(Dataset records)
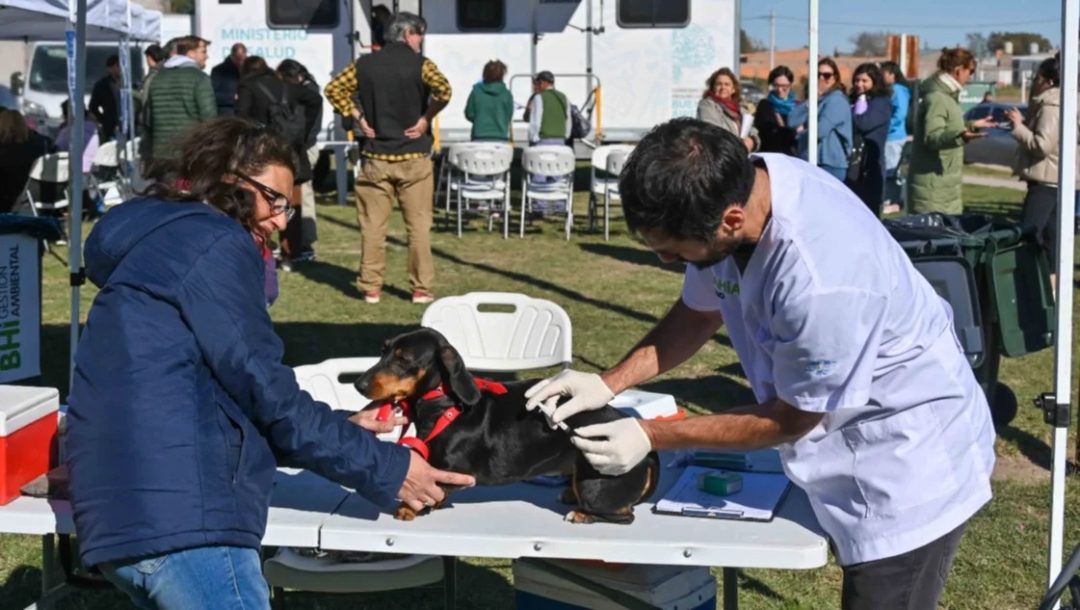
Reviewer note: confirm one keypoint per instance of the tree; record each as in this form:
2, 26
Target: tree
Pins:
1021, 41
747, 44
869, 43
977, 43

THE PROBLEM
Print every line of the listing above verbatim, leaving out any pictures.

PROBLEM SOLUTION
Reviewer note: confirm one keypoint per instance of the tree; record each as in this form:
2, 26
Target: tree
Pins:
1021, 41
747, 44
869, 43
977, 43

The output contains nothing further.